-- TASK SET --
1. Reproduce from the nncase API overview the passage from "## Overview" to "[nncase github repo](https://github.com/kendryte/nncase).".
2. Using the nncase API overview, answer each of the following on its own line:
(a) What kind of hardware is nncase designed for?
(b) What is the name of the model format that kpu can accelerate?
(c) On what machine is the described API used to compile kmodel?
3. Summarize the nncase API overview in two sentences.

-- SOURCE PASSAGE --
++++

# `nncase` Model Compilation API Manual

## Overview

`nncase` is a neural network compiler designed for AI accelerators. The API given in this document is `python API` used by users to convert the trained `TFLite` model or `ONNX` model into a model format that can be accelerated by `kpu`, that is, `kmodel`. Currently, the compiled model APIs support deep learning models in formats such as `TFLite/ONNX`. The API provided in this document is used to compile `kmodel` on the local PC, and is not the code to run on `k230`. For learning about `nncase`, please refer to: [nncase github repo](https://github.com/kendryte/nncase).

++++

-- SUPPLIED INFORMATION --
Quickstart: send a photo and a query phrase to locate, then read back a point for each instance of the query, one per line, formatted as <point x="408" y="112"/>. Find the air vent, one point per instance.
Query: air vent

++++

-- OUTPUTS IN ORDER --
1.
## Overview

`nncase` is a neural network compiler designed for AI accelerators. The API given in this document is `python API` used by users to convert the trained `TFLite` model or `ONNX` model into a model format that can be accelerated by `kpu`, that is, `kmodel`. Currently, the compiled model APIs support deep learning models in formats such as `TFLite/ONNX`. The API provided in this document is used to compile `kmodel` on the local PC, and is not the code to run on `k230`. For learning about `nncase`, please refer to: [nncase github repo](https://github.com/kendryte/nncase).

2.
(a) AI accelerators.
(b) kmodel.
(c) The local PC, not k230.

3. nncase is a neural network compiler for AI accelerators, and its Python API converts trained TFLite or ONNX models into kmodel, a format that kpu can accelerate. The API compiles kmodel on the local PC rather than running on k230.